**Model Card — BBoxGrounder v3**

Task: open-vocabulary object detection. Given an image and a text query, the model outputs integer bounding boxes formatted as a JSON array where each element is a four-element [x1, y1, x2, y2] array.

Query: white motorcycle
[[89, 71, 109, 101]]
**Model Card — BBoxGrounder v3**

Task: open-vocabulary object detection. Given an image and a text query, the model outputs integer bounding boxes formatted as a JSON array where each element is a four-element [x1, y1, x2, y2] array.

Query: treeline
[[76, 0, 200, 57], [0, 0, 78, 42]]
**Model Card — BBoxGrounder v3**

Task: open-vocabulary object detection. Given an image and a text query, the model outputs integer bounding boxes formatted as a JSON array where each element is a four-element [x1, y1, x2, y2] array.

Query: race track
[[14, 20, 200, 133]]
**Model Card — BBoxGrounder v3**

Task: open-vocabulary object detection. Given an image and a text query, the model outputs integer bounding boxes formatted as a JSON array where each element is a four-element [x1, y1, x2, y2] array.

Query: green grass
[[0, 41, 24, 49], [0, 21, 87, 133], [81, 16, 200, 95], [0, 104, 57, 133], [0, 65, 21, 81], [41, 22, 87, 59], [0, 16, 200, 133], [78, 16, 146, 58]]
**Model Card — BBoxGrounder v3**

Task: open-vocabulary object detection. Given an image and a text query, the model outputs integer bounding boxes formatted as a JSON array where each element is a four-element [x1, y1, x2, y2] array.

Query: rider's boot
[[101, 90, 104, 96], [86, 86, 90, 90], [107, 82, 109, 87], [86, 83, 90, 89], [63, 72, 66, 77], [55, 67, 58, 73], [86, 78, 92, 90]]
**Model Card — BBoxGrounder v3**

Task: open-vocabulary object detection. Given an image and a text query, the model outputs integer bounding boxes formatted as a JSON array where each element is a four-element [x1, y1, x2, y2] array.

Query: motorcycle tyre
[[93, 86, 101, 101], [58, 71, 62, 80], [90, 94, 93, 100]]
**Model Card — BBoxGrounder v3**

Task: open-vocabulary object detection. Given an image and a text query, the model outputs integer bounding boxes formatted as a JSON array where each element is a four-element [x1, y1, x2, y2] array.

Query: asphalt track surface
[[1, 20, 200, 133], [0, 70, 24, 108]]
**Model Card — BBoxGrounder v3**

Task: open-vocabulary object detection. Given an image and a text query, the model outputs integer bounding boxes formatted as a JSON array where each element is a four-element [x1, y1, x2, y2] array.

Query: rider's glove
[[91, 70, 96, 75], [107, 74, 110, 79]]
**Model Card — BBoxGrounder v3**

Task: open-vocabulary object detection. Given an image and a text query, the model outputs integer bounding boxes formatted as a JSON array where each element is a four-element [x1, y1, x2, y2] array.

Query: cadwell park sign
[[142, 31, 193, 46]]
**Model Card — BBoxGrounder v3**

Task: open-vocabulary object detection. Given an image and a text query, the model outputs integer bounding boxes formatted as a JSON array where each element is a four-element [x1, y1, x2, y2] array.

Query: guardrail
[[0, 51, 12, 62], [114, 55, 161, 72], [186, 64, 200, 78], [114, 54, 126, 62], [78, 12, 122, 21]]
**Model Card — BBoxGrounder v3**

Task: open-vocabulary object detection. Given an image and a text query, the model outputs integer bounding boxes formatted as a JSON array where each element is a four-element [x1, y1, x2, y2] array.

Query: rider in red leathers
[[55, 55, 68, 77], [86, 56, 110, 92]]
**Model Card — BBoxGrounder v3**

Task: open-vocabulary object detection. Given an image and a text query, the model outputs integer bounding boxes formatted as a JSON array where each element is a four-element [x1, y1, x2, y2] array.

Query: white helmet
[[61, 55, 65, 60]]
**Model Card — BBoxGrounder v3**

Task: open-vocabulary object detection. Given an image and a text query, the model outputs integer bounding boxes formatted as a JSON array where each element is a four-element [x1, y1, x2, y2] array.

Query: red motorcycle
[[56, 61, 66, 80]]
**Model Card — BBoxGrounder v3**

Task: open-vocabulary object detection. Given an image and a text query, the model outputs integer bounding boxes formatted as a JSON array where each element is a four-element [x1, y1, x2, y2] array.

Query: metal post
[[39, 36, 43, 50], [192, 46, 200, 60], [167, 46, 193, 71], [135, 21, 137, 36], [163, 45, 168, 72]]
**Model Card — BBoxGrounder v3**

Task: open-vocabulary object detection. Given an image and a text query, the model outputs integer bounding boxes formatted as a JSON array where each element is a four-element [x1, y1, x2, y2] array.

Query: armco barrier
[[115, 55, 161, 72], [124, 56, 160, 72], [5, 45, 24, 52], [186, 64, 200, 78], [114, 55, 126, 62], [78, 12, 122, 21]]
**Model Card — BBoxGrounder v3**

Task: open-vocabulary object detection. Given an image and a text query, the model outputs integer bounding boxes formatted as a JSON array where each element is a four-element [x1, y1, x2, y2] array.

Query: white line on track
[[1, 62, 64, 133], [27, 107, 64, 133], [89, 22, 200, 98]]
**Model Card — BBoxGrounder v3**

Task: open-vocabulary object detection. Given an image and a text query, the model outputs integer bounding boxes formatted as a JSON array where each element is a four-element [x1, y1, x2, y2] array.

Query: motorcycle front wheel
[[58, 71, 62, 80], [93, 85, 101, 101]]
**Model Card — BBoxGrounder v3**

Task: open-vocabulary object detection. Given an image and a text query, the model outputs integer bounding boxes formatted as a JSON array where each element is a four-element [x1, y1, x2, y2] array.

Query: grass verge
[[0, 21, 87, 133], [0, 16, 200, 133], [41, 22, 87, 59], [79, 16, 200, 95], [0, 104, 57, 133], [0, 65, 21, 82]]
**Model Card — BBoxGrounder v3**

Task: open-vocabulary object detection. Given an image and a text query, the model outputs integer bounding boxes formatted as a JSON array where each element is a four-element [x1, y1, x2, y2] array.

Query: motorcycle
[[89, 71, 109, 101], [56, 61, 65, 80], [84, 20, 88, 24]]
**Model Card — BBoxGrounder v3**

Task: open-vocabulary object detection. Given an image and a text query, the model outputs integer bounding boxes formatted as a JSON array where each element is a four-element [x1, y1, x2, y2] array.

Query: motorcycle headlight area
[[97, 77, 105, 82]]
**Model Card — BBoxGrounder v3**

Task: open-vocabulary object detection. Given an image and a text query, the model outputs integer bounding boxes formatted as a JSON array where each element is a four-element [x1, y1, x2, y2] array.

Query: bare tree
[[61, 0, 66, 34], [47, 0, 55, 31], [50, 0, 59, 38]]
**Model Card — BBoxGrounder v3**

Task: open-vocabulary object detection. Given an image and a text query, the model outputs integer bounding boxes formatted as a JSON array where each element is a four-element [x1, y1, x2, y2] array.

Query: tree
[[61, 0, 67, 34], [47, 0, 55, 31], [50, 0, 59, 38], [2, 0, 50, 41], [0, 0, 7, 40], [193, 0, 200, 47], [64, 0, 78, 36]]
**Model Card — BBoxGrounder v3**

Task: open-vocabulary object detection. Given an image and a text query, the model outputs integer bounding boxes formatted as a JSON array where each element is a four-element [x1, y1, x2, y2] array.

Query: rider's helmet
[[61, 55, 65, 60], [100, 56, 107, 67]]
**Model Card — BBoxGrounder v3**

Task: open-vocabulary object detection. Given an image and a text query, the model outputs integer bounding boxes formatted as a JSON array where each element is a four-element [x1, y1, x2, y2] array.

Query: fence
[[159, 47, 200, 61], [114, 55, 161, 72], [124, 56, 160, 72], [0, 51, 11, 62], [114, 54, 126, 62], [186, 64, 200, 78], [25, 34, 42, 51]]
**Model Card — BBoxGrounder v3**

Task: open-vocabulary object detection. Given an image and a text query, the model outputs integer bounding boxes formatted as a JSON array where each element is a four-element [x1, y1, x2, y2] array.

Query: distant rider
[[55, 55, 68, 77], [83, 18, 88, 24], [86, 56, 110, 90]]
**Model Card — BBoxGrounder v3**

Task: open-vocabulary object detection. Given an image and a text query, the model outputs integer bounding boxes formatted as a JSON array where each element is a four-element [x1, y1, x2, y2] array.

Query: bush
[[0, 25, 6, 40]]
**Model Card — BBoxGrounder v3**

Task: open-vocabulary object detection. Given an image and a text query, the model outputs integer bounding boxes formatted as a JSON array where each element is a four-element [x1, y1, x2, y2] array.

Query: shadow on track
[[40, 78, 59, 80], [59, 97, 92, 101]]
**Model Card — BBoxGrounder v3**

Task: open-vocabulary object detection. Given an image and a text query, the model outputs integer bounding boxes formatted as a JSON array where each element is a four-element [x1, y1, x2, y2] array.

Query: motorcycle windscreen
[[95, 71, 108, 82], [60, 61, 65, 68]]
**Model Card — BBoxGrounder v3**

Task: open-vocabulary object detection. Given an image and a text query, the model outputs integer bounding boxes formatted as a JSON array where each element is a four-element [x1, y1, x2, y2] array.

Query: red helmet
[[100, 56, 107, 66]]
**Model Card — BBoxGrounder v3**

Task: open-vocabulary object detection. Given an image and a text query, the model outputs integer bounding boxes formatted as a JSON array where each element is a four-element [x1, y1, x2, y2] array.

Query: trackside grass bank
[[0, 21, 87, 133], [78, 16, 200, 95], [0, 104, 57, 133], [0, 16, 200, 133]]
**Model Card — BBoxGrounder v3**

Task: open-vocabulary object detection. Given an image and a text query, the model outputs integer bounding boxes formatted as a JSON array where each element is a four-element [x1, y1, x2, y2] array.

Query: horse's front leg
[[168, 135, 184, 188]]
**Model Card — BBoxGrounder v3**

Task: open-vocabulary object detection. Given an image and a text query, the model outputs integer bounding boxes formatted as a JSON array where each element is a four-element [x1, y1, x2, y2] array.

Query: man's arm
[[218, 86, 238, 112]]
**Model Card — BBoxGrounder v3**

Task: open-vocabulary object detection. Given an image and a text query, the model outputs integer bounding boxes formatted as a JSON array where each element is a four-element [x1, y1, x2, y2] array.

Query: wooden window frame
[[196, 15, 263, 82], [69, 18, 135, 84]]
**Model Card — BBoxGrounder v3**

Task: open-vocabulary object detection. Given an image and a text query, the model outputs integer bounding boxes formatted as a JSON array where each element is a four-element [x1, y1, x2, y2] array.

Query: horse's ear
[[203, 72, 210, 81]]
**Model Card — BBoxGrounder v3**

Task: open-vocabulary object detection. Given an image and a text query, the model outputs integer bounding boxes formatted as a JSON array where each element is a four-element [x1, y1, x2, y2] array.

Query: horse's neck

• _Exercise objective_
Output the line containing "Query: man's arm" together with all later lines of the entries, exactly as written, through the final line.

• _Output_
Query: man's arm
[[218, 86, 238, 112]]
**Model Card — BBoxGrounder v3**

Task: open-vocabulary object detection. Given an image and a text query, the model outputs integer bounding boxes formatted as a JSON array where each element is a four-element [x1, y1, x2, y2] array.

Query: wooden window frame
[[196, 15, 263, 82], [69, 18, 135, 84]]
**Model Card — BBoxGrounder v3**

Task: open-vocabulary object detection. Given an image and a text query, the model outputs integer bounding boxes formatted as a JSON array where each element is a four-element [x1, y1, x2, y2] array.

Query: horse's ear
[[203, 72, 210, 81]]
**Model Card — BBoxGrounder v3**

Task: open-vocabulary object detection. Given an image and a text query, the model outputs integer bounding boxes formatted as a JSON array where each element is a four-element [x1, y1, x2, y2] array.

Query: horse's neck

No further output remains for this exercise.